Although the details are unique, the flavor of this scenario is not unique. The people in this story are not poised to receive a health service that helps them self-actualize. They need a service that respects their human dignity, provides them with a means of economic survival, and perhaps - if good fortune abounds - helps them develop skills for autonomy and independence that may one day lead to the beginning steps of self-actualization.

Similarly, we get 'thank you' notes from our patients constantly for the fine work of the therapists in our clinic that focuses on hand injuries. The notes always say the same kind of things: '"Thanks so much for helping my hand get better!" and "I am so happy that I was able to go back to work." I have not yet received a thank you letter that states, "Thank you for helping me determine how I will make a contribution with my life." Now in obtuse ways one could argue that the patients are indeed 'saying' this but I don't think so. I don't think that most people really think in those terms. Sure - some do - like Florence Clark's patient that she discussed in her Slagle lecture. But most patients are not asking us to conduct and compose metaphorical and allegorical tales to help them find meaning in their disability experience. In this sense I think that our theory is at risk of missing the mark on the lived experiences of many people who actually receive occupational therapy services. Many folks are happy to move their hands again - or happy to pick up their grandchildren again. For them, occupational therapy is not an "ethical quest, promoting human flourishing" (p. 496).

The 'I' that Yerxa discusses is so critically important - and I really do agree in part with what she is saying.. but not all of those I people live their I experience in the way she describes. Sometimes, people even subjugate their I in consideration of the larger cultural context - because the cultural context is sometimes more important than the I! A very clear example that comes to mind here is literary - the character Okonkwo in the novel Things Fall Apart. Okonkwo rigidly adheres to his cultural traditions - even though they lead to his own exile and eventually bring him into conflict with the introduction of Christianity - a conflict that causes him to commit suicide. There was no I for Okonkwo, or perhaps his I was defined by the We of his clan and its customs. In this case, would occupational therapy help the we flourish or would it help the I flourish? I am not sure.

The overall point here is that there is danger in assigning our personal values to Quality - and I believe it is possibly wrong-headed to believe that the self-actualizing, meaning-pursuing, and Forrest Gump questions of 'What's my destiny, mama?' are perhaps not reflective of how everyone really experiences their lives.
=====
## ACTIVITIES
[a] In the occupational therapy passage, which novel features the character Okonkwo?
[b] Please copy out part of the occupational therapy passage word for word, beginning at the words "Although the details" and stopping after the words "steps of self-actualization.".

## PROVIDED MATERIAL
=====
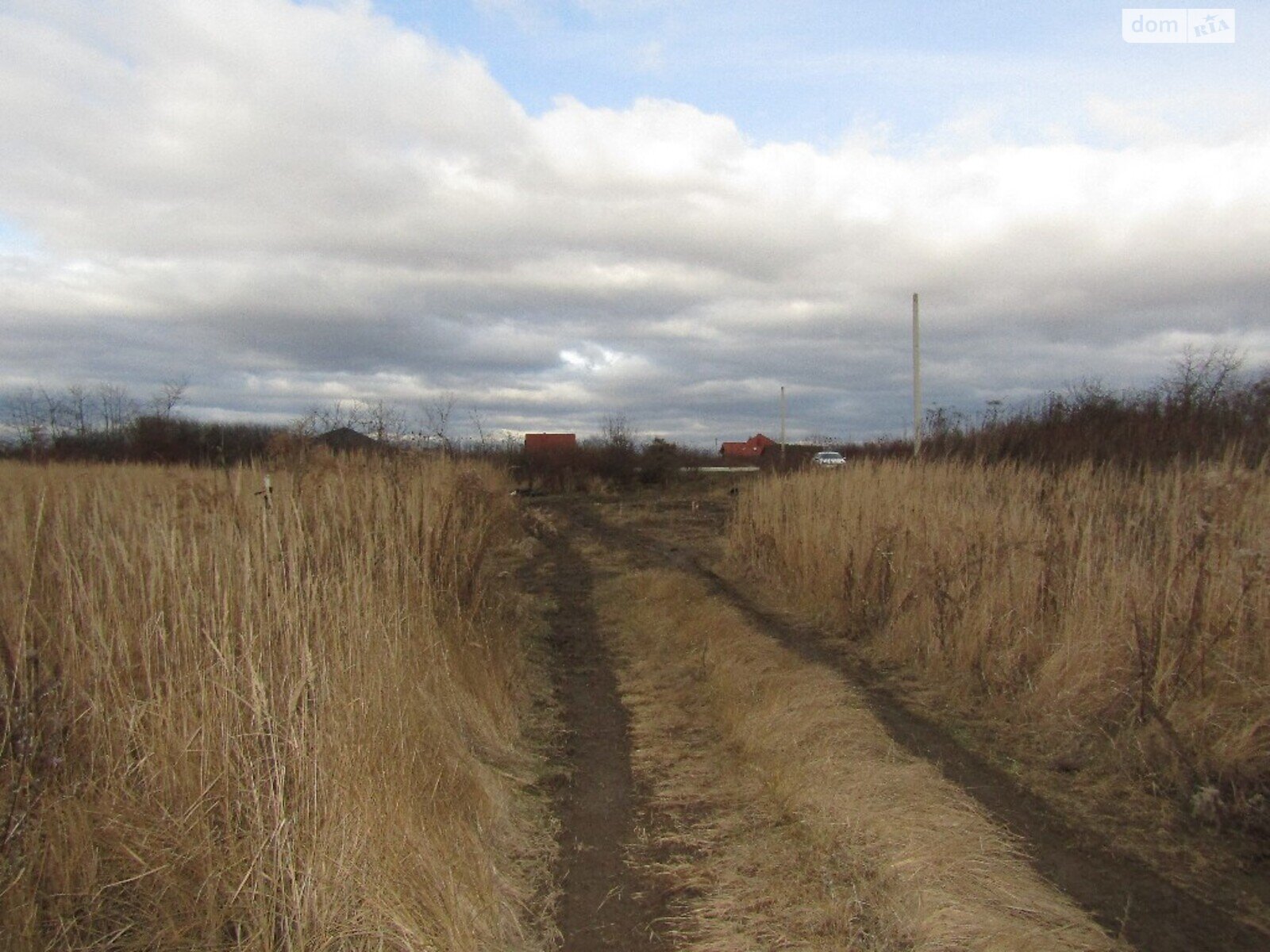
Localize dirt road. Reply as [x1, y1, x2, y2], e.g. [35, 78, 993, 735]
=====
## EXPECTED RESPONSES
[a] Things Fall Apart

[b]
Although the details are unique, the flavor of this scenario is not unique. The people in this story are not poised to receive a health service that helps them self-actualize. They need a service that respects their human dignity, provides them with a means of economic survival, and perhaps - if good fortune abounds - helps them develop skills for autonomy and independence that may one day lead to the beginning steps of self-actualization.